Kutipan halaman »
Kata Kunci

Blogumulus by Roy Tanck and Amanda Fazani

Pilkada oleh DPRD juga Main Uang!

Artikel Halaman 8, Lampung Post Rabu 20-11-2019
Pilkada oleh DPRD juga Main Uang!
H. Bambang Eka Wijaya

MEREKA yang mengusulkan pilkada oleh DPRD dengan alasan mencegah politik uang yang menyebabkan kepala daerah korupsi untuk mengembalikan uang buat pilkada, mungkin mengidap amnesia. Sebab, praktik politik uang dalam pilkada lewat DPRD di era Orde Baru lebih buruk dan korupsi kepala daerah lewat setoran proyek lebih seronok.
Masalahnya, karena waktu itu belum ada KPK yang menindak suap terhadap anggota DPRD maupun korupsi kepala daerah setegas era reformasi prarevisi UU KPK. Sehingga, di zaman Orde Baru itu tak ada anggota DPRD atau kepala daerah yang kena OTT.
Di tahun pilkada, tak ada calon kepala daerah mendatangi rakyat di kampung-kampung untuk kampanye. Mereka cukup pasang iklan profil dengan segala kehebatan dirinya di koran. Di balik itu, tim suksesnya mendekati parpol dan anggota DPRD.
Beberapa waktu menjelang hari "H", banyak anggota DPRD tak kelihatan di kantor. Dalam jumlah mayoritas mereka dikarantina oleh calon yang telah membeli suara mereka. Dengan mengarantina mayorotas anggota DPRD itu, pesaingnya dalam pilkada tak bisa "mencuri suara" kemenangannya.
Demikianlah buruknya pilkada oleh DPRD, para anggota legislatif yang terhormat diperlakukan seperti hewan sakit, dikarantina. Meski lokasi karantinanya hotel mewah yang sukar ditemukan, misalnya anggota DPRD tingkat II Lampung dikarantina di Batam.

Entri hasil ekstraksi »
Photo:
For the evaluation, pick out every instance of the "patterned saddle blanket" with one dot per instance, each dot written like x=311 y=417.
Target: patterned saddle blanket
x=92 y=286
--
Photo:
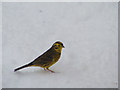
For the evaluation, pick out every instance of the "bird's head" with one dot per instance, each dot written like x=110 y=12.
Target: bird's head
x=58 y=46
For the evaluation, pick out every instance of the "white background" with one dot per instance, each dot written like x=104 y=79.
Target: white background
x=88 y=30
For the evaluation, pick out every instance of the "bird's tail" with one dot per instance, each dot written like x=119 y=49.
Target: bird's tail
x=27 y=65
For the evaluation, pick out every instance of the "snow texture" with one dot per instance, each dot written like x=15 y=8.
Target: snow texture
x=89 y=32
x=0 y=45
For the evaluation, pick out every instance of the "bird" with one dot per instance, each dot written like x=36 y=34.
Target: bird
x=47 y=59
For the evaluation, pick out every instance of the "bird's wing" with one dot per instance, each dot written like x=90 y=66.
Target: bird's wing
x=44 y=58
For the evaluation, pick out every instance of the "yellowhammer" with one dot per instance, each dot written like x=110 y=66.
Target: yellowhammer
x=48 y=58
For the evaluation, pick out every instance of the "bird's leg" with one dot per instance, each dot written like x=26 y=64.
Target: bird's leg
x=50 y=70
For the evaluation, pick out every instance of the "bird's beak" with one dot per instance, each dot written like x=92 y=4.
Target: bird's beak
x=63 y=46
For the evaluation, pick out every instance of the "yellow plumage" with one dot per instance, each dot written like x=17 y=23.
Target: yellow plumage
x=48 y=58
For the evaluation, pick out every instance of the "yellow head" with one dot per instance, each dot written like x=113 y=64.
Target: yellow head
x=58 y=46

Tujuan tugas » Bisakah Anda menyunting artikel tentang pilkada dengan menulis ulang bagian dari "Blogumulus by Roy" sampai "proyek lebih seronok." dan mengganti "politik uang" dengan "jual beli suara"?

Hasil »
Blogumulus by Roy Tanck and Amanda Fazani

Pilkada oleh DPRD juga Main Uang!

Artikel Halaman 8, Lampung Post Rabu 20-11-2019
Pilkada oleh DPRD juga Main Uang!
H. Bambang Eka Wijaya

MEREKA yang mengusulkan pilkada oleh DPRD dengan alasan mencegah jual beli suara yang menyebabkan kepala daerah korupsi untuk mengembalikan uang buat pilkada, mungkin mengidap amnesia. Sebab, praktik jual beli suara dalam pilkada lewat DPRD di era Orde Baru lebih buruk dan korupsi kepala daerah lewat setoran proyek lebih seronok.